## TAREFAS A FAZER
1. Liste tudo o que, segundo o editorial, se quebrava durante os festejos carnavalescos.
2. Extraia do editorial o trecho que vai de "Nada disso seria" a "o momento exigiu.".
3. Reescreva em forma de lista o parágrafo do editorial que começa com "Pode parecer estranho", mantendo seus fatos principais.
───── TRECHO ─────
Editorial: O mundo às avessas

É tradicional a concepção do Carnaval como um mundo às avessas. Estudiosos que olharam para as manifestações populares da europa medieval emprestaram a esses fenômenos interpretações que, por mais estranho que pareça, dizem muito do mundo de hoje. Os festejos carnavalescos seriam o tempo de uma espécie de “segunda vida” do povo, contrário ao cotidiano. Quebravam-se, naquele período, hierarquias, regras e tabus. Imersos na festa, as pessoas “pareciam ter construído, ao lado do mundo oficial, um segundo mundo e uma segunda vida”.

Pode parecer estranho que se fale, em novembro, de carnavais. Ou ainda, talvez soe aleatório recuperar histórias que remontam à Idade Média e fazem de um mundo invertido. Contudo, tais referências se inspiram nas cenas, repetidas exaustiva e absurdamente, durante o período das campanhas eleitorais, com vistas às votações que ocorrem no próximo dia 15. O que se vê, em muitos casos, é uma manifestação mais próxima do Carnaval, com multidões festivas e muitas regras rompidas, caso do volume do som a escalar decibéis e os veículos que não mais respeitam números de passageiros, nem a forma apropriada de conduzi-los. 

Nada disso seria estranho ao período eleitoral, não estivesse o mundo atravessando um de seus momentos mais dramáticos, sob a ameaça de uma pandemia para a qual ainda não se tem cura ou vacina. É nesse sentido que não é exagero falar de um mundo às avessas. Ao cabo do período mais duro das investidas da doença sobre o corpo social - do que pode ter sido uma primeira onda, de outras por vir, que se registre -, a campanha eleitoral começou com promessas de respeito às regras que o momento exigiu. 
Não tardou que essas fossem ignoradas, quando não se incentivou justamente seu oposto. Numa das cidades da Região Metropolitana de Fortaleza, os candidatos que disputam os cargos majoritários convocaram seus apoiadores, no fim de semana, para eventos que se nomeavam blocos e bailes. Como se vê, não é exagerado evocar o Carnaval, num momento mais que inoportuno.
───── EXTRATOS DE DADOS ─────
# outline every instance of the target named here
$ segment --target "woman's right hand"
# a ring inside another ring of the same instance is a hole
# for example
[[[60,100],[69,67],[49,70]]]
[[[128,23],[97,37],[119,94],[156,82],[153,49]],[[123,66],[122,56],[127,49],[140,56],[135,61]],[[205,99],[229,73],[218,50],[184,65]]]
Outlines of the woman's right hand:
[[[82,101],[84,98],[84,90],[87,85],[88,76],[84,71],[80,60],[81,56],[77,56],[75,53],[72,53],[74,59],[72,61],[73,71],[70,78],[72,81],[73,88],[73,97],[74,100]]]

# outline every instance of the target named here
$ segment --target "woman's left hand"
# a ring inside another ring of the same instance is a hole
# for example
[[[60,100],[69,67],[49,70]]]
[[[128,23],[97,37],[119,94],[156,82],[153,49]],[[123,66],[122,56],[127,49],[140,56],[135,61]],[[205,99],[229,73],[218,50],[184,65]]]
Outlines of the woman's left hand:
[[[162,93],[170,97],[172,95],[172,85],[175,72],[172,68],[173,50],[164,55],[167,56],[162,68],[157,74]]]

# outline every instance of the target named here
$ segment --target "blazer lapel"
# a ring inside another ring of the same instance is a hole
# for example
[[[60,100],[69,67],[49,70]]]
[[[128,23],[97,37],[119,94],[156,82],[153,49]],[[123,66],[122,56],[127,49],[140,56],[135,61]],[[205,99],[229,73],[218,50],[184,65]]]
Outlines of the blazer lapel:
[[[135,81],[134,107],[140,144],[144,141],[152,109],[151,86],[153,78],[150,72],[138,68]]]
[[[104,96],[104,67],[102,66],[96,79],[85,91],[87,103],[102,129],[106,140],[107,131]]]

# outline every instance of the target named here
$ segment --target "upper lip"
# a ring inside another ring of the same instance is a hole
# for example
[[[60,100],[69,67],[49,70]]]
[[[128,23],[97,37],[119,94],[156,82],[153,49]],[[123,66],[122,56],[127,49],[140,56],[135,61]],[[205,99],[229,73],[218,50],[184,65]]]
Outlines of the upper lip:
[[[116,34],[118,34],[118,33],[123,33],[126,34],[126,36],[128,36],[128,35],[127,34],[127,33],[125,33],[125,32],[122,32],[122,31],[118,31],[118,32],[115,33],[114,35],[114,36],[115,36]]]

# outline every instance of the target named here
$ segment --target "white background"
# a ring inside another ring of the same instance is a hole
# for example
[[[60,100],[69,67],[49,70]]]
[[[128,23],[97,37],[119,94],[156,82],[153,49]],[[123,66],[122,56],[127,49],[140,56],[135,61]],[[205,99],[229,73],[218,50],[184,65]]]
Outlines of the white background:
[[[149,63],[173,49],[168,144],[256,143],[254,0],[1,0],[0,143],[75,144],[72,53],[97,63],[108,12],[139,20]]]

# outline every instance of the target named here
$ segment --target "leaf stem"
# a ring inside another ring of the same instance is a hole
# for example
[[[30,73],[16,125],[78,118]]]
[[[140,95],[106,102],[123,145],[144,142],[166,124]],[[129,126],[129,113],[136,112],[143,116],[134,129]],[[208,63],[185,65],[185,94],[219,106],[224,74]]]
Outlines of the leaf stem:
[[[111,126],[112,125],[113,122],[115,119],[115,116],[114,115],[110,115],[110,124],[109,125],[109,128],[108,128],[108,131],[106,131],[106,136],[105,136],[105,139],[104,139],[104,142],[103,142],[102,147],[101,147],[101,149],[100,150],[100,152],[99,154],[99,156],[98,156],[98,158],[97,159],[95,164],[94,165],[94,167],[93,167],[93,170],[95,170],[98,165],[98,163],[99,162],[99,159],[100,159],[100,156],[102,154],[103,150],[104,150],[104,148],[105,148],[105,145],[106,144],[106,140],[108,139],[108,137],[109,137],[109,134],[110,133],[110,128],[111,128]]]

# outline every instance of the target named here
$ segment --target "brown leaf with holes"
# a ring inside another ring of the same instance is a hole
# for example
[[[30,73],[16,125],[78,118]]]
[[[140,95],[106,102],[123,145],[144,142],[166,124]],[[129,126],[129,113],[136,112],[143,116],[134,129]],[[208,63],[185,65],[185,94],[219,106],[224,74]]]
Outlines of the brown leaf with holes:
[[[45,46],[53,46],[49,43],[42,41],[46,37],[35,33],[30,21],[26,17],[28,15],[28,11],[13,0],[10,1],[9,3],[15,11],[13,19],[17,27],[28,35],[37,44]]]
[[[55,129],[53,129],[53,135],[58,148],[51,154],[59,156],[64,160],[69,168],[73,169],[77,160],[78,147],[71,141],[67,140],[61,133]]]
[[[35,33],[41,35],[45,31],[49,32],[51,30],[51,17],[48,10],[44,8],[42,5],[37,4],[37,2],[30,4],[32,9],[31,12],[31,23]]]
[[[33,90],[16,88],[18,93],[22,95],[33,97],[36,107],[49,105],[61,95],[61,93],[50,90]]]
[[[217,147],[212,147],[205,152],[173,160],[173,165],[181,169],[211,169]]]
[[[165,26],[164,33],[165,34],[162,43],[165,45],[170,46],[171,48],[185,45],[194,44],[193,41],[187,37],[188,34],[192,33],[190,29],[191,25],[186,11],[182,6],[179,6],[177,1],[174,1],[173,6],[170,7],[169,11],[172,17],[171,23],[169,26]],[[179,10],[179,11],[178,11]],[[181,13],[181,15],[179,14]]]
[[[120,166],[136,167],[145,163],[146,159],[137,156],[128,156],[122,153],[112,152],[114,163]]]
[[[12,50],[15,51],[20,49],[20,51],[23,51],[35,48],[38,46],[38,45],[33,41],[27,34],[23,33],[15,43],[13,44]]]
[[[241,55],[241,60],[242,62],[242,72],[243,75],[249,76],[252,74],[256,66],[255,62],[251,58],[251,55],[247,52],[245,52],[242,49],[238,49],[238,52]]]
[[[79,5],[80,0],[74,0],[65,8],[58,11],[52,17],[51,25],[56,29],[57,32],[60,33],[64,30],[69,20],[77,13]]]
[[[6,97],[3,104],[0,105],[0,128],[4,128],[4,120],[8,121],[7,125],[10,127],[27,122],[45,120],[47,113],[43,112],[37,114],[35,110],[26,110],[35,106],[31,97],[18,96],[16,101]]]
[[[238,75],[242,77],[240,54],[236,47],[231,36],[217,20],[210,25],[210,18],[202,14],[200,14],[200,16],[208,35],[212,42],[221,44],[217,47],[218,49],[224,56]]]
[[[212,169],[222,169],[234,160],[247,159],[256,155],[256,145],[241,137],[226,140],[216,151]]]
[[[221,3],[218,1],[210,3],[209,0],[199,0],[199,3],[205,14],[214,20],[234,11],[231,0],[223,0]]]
─────
## RESULTADOS DAS TAREFAS
1. Hierarquias, regras e tabus.

2.
Nada disso seria estranho ao período eleitoral, não estivesse o mundo atravessando um de seus momentos mais dramáticos, sob a ameaça de uma pandemia para a qual ainda não se tem cura ou vacina. É nesse sentido que não é exagero falar de um mundo às avessas. Ao cabo do período mais duro das investidas da doença sobre o corpo social - do que pode ter sido uma primeira onda, de outras por vir, que se registre -, a campanha eleitoral começou com promessas de respeito às regras que o momento exigiu.

3.
- Falar de carnavais em novembro pode parecer estranho, e recuperar histórias da Idade Média pode soar aleatório.
- Essas referências se inspiram em cenas repetidas durante as campanhas eleitorais que antecedem as votações do próximo dia 15.
- Em muitos casos, as campanhas se parecem com o Carnaval, com multidões festivas e muitas regras rompidas.
- Exemplos disso são o som em volume cada vez mais alto e veículos que não respeitam o número de passageiros nem a forma apropriada de conduzi-los.